=== PROBLEMS AND TASKS ===
A. Please duplicate the stretch of the MNIST loader post from "The current state" through "#TODO: Implement loader.".
B. Answer these questions from the MNIST loader post:
(i) The approach in which repository is the poster using for the pipeline step?
(ii) Which transformer class does the step named 'loader' use?
(iii) Which transformer class does the step named 'lenet5' use?

=== TEXT SECTION ===
= = = = =

Implementing an pipeline step for an MNIST Dataset Loader


#1

Hello,

I’m trying to implement a pipeline step for an MNIST Dataset Loader, using the approach in the Kaggle Open Solution Data Science Bowl 2018 repository.

The current state of its implementation can be found here:

My pipeline looks something like this.

def lenet5(config, train_mode):
if train_mode:
    save_output = False
    load_saved_output = False
else:
    save_output = False
    load_saved_output = False

#TODO: Implement loader.
loader = Step(name='loader',
              transformer=MNISTLoader(**config.loader),
              input_data=['input'],
              adapter={'X': ([('input', 'X')]),
                       'y': ([('input', 'y')]),
                       'train_mode': ([('input', 'train_mode')]),
                       'X_valid': ([('input', 'X_valid')]),
                       'y_valid': ([('input', 'y_valid')]),
                        },
              cache_dirpath=config.env.cache_dirpath)

lenet5 = Step(name='lenet5',
              transformer=PyTorchLeNet5(**config.lenet5),
              input_steps=[loader],
              cache_dirpath=config.env.cache_dirpath,
              save_output=save_output, load_saved_output=load_saved_output)

= = = = =

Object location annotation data
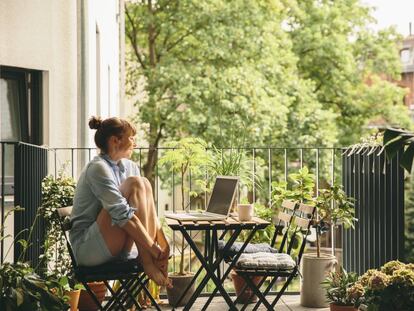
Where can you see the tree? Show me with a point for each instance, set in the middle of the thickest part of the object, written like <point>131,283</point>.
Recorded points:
<point>281,72</point>
<point>348,64</point>
<point>213,69</point>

= = = = =

=== PER-TASK ANSWERS ===
A.
The current state of its implementation can be found here:

My pipeline looks something like this.

def lenet5(config, train_mode):
if train_mode:
    save_output = False
    load_saved_output = False
else:
    save_output = False
    load_saved_output = False

#TODO: Implement loader.

B.
(i) The Kaggle Open Solution Data Science Bowl 2018 repository
(ii) MNISTLoader
(iii) PyTorchLeNet5